──────── Document section

[greenstone-users] How the word separator character is defined?

From Biligsaikhan B.
DateTue Nov 10 15:24:21 2009
Subject [greenstone-users] How the word separator character is defined?
Dear list and Katherine,

Where can I define my own "word separator character" or bypass some
characters in word separator functions in the Greenstone?

It seems like, my collection in the Greenstone is considering some
Unicode special control characters as a space. For example, according to
the Unicode standard, Mongolian text contents have four special control
characters to change shapes (glyphs). Those are 1.Free Variation
Selector One(FSV1) (U+180B), 2. Free Variation Selector Two
(FSV2)(U+180C), 3. Free Variation Selector Three (FSV3)(U+180D) and 4.
Mongolian vowel separator (MSV)(U+180E). Those control characters must
be considered as a part of the word whether are in the middle, beginning
and end of the word. For example, abc'MSV'defg is the single word, not
two words 'abc' and 'defg'. I`ve failed to retrieve such words in the
Greenstone. The Greenstone retrieves Mongolian words with control
characters as two or more separate words (several control characters
could used in a single word).

So how can I consider Mongolian control characters in the Greenstone?

Your advices and tricks needed.

Thank you,

Biligsaikhan B.

Biligsaikhan Batjargal, M.Eng.
Ph.D. Candidate, Graduate School of Science and Engineering, Ritsumeikan University
Research Assistant, Digital Humanities Center for Japanese Arts and Cultures,
Ritsumeikan University
Biwako-Kusatsu Campus
1-1-1 Noji-Higashi,
Kusatsu, Shiga 525-8577, JAPAN
Phone: +81+77-561-5202 (ex. 6731)

────────────────
──────── Information provided

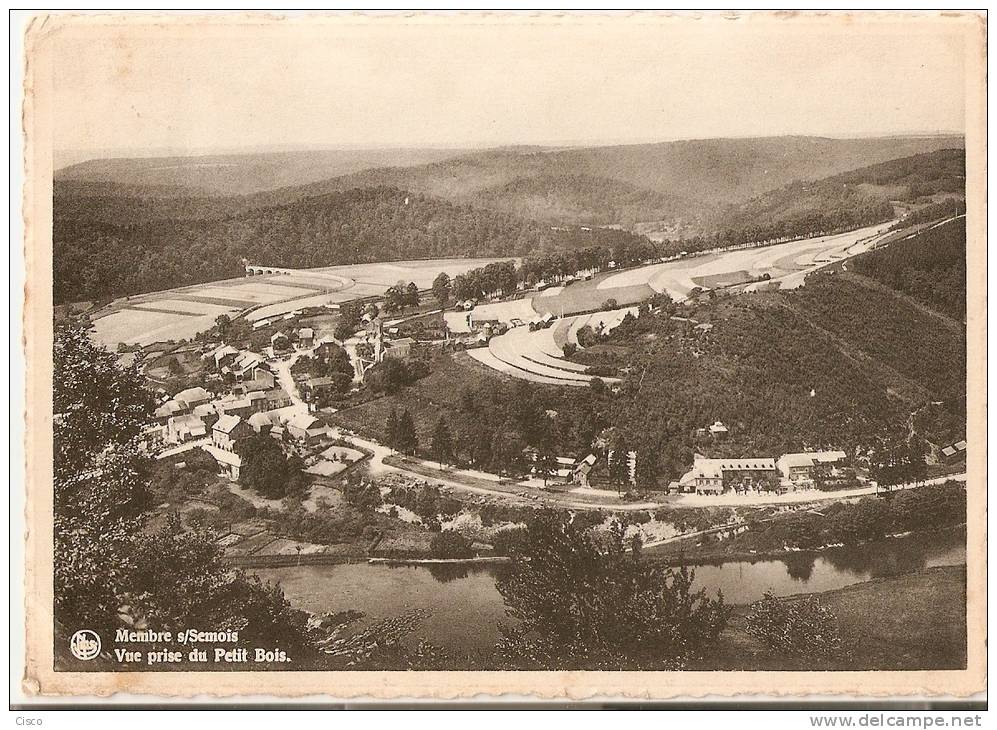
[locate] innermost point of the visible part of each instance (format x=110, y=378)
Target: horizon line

────────────────

* _Given instruction 1_
Name every Mongolian control character that the forum post lists, along with its code point.
* _Given instruction 2_
According to the forum post, how does Greenstone currently retrieve Mongolian words that contain control characters?
* _Given instruction 3_
Output the stretch of the forum post from "Dear list and" through "(FSV3)(U+180D) and 4.", copied word for word.
The data stands apart from the forum post and is its own material.

* _Problem solution 1_
Free Variation Selector One (FSV1), U+180B
Free Variation Selector Two (FSV2), U+180C
Free Variation Selector Three (FSV3), U+180D
Mongolian vowel separator (MSV), U+180E

* _Problem solution 2_
As two or more separate words.

* _Problem solution 3_
Dear list and Katherine,

Where can I define my own "word separator character" or bypass some
characters in word separator functions in the Greenstone?

It seems like, my collection in the Greenstone is considering some
Unicode special control characters as a space. For example, according to
the Unicode standard, Mongolian text contents have four special control
characters to change shapes (glyphs). Those are 1.Free Variation
Selector One(FSV1) (U+180B), 2. Free Variation Selector Two
(FSV2)(U+180C), 3. Free Variation Selector Three (FSV3)(U+180D) and 4.